▶ _What this exercise asks_:
(a) In the passage about the Senate, give again word for word the part that opens with the words containing "I began working" and closes with "recognizable to us.".
(b) In the passage about the Senate, how often did the group of old friends get together, and for what meal?

▶ _Text passage_:
= = =
Of course, elections came every two years, and political campaigns went on around the country, but the Senate stayed somehow separate, almost a demilitarized zone where partisan politics were concerned. That began to change in the late 1970’s, with the rise of the New Right and single-issue politics, marked by negative advertising and fiery grassroots campaigns around emotional issues such as abortion, guns, and the Panama Canal. The Great Senate, in those last years, held together, still capable of subordinating partisanship to accomplish the nation’s business. But the seeds of destruction were being planted. The high walls that separated the Senate from raw, endless partisan politics started to come down thirty years ago; today, the Senate often appears to be just another arena for what has been called the permanent campaign, where the Democrats and Republicans struggle for advantage, more like scorched earth than hallowed ground.
I began working on this book in the spring of 2008. The excitement of the presidential campaign had caused a group of old friends from the Senate thirty years before to get together monthly for breakfast to talk politics. Inevitably, the talk also turned nostalgically to the great days when we worked in the Senate. We were amazed at how the Senate had been missing in action throughout the presidency of George W. Bush: rolling over for the Bush tax cuts, the Iraq war, and the Supreme Court nominations that had cemented the conservative majority that had been the goal of the right wing for forty years. We reflected on how the Senate had become so partisan and ineffectual that it was barely recognizable to us.
= = =
▶ _Stored data_:
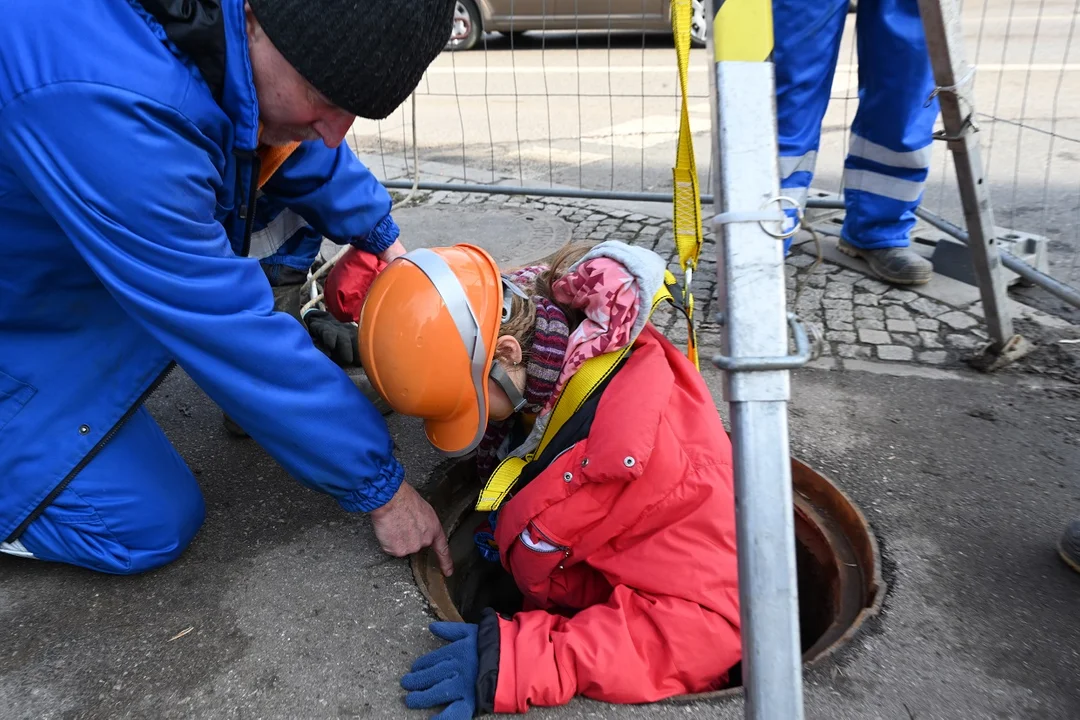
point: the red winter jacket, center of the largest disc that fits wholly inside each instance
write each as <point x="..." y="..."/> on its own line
= = =
▶ _Outputs_:
(a)
I began working on this book in the spring of 2008. The excitement of the presidential campaign had caused a group of old friends from the Senate thirty years before to get together monthly for breakfast to talk politics. Inevitably, the talk also turned nostalgically to the great days when we worked in the Senate. We were amazed at how the Senate had been missing in action throughout the presidency of George W. Bush: rolling over for the Bush tax cuts, the Iraq war, and the Supreme Court nominations that had cemented the conservative majority that had been the goal of the right wing for forty years. We reflected on how the Senate had become so partisan and ineffectual that it was barely recognizable to us.

(b) Monthly, for breakfast.